CONSIGNE 1: Présentez en tableau Markdown les entrées de la collection, de la ligne contenant « spot the asphalt road in the photo above » jusqu'à la dernière entrée, toutes deux comprises, avec une colonne « N° » pour le numéro et une colonne « Ligne » pour le texte. Omettez les lignes vides ainsi que les images.

BLOC DE TEXTE:
******************************
Pour mieux connaître un
peuple, il faut connaître ses racines. Pour cela, il faut connaître sa
mythologie, sa cosmogonie et sa cosmologie. Pour les peuples Sara, connaître
leur génie civilisateur et leurs croyances permet de mieux saisir leur réalité.
Nous reprenons ici une introduction faite par le père Joseph Fortier, un
jésuite, dans son livre Le mythe et les
contes de Sou en pays Mbaï-Moissala, Classiques africaines, 1967, pp 21-22.
Au niveau des grands dieux, tous [les
Sara] connaissent un esprit bienfaisant, créateur des hommes, parfois dieu de l’orage
et de la pluie ; toutefois, chez les Ngambaye, ce dieu, pourtant connu, s’efface
devant Sou, le héros civilisateur. Il est nommé Lúɓā ou Lúə̄ chez les Mbay « Nə́ɓā »
chez les Madjingaye et les Ngama ; « Núɓā kindā » chez les
Kaba de Kyabé, qui soulignent ainsi son rôle créateur : Núɓā kindā « il façonne et il pose ». Partout,
c’est un seul et même dieu, très vite assimilé à Allah des musulmans, ou à
celui des chrétiens.
******************************
Entrées de la collection
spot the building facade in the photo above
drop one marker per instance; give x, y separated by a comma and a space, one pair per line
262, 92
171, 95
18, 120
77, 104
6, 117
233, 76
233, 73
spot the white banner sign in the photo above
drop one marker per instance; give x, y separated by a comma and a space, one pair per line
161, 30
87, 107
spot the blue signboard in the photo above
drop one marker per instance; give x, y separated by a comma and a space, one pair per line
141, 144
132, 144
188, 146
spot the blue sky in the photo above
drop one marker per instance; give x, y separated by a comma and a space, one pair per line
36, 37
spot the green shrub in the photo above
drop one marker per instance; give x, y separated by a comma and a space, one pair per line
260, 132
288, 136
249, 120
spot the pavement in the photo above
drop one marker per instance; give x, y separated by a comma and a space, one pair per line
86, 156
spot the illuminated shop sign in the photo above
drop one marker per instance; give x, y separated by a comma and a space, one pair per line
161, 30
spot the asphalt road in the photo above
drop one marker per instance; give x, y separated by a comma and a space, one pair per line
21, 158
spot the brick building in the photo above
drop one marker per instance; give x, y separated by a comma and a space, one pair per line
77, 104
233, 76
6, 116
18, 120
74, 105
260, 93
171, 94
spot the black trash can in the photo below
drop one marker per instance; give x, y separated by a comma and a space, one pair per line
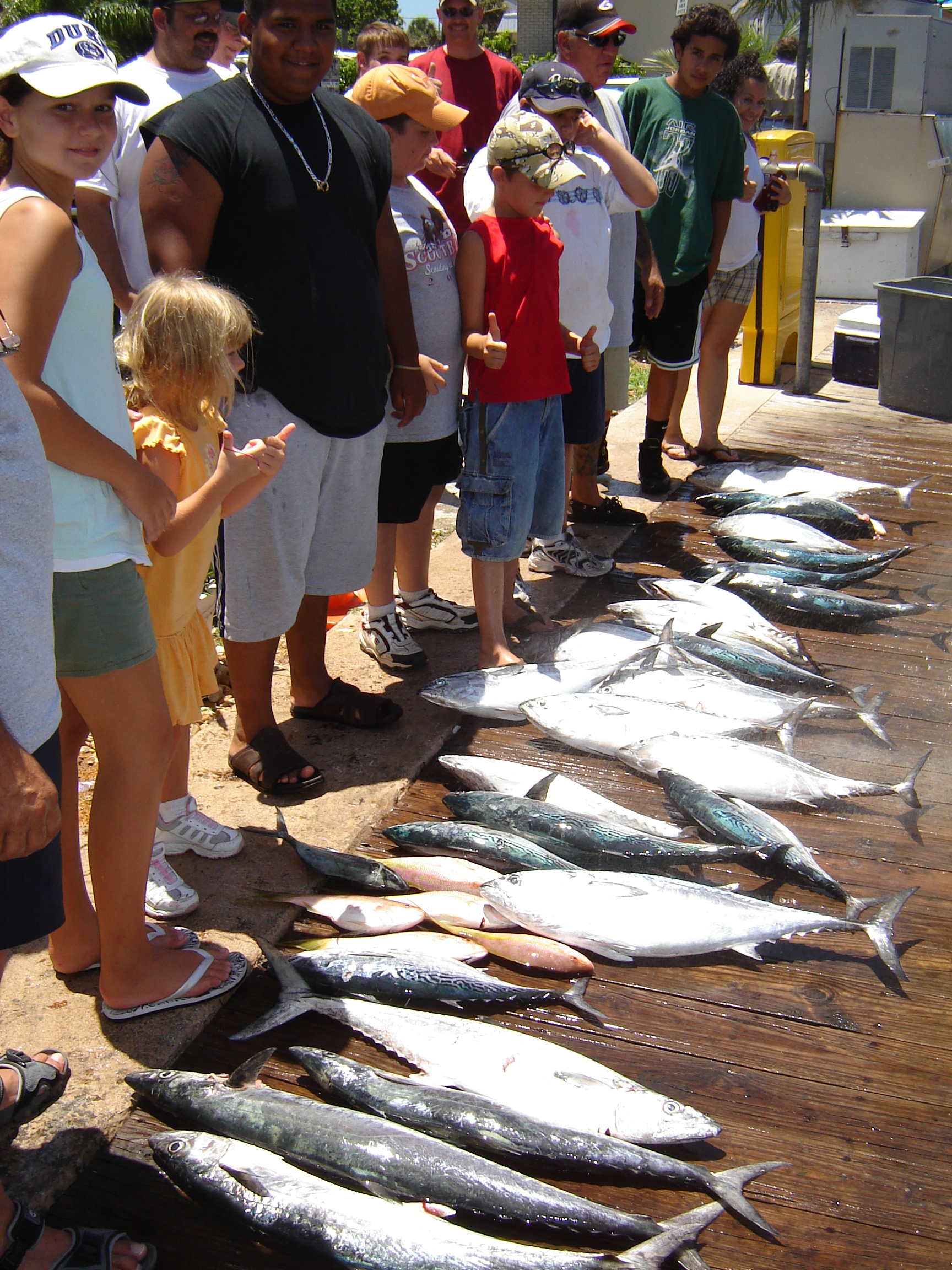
916, 346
******************************
CONSIGNE 2: Recopiez, dans le texte sur les croyances des Sara, le passage qui s'ouvre sur les mots contenant « Nous reprenons ici » et se termine par « 1967, pp 21-22. ».

RÉPONSE ATTENDUE 1:
| N° | Ligne |
|---|---|
| 1 | spot the asphalt road in the photo above |
| 2 | drop one marker per instance; give x, y separated by a comma and a space, one pair per line |
| 3 | 21, 158 |
| 4 | spot the brick building in the photo above |
| 5 | drop one marker per instance; give x, y separated by a comma and a space, one pair per line |
| 6 | 77, 104 |
| 7 | 233, 76 |
| 8 | 6, 116 |
| 9 | 18, 120 |
| 10 | 74, 105 |
| 11 | 260, 93 |
| 12 | 171, 94 |
| 13 | spot the black trash can in the photo below |
| 14 | drop one marker per instance; give x, y separated by a comma and a space, one pair per line |
| 15 | 916, 346 |

RÉPONSE ATTENDUE 2:
Nous reprenons ici une introduction faite par le père Joseph Fortier, un
jésuite, dans son livre Le mythe et les
contes de Sou en pays Mbaï-Moissala, Classiques africaines, 1967, pp 21-22.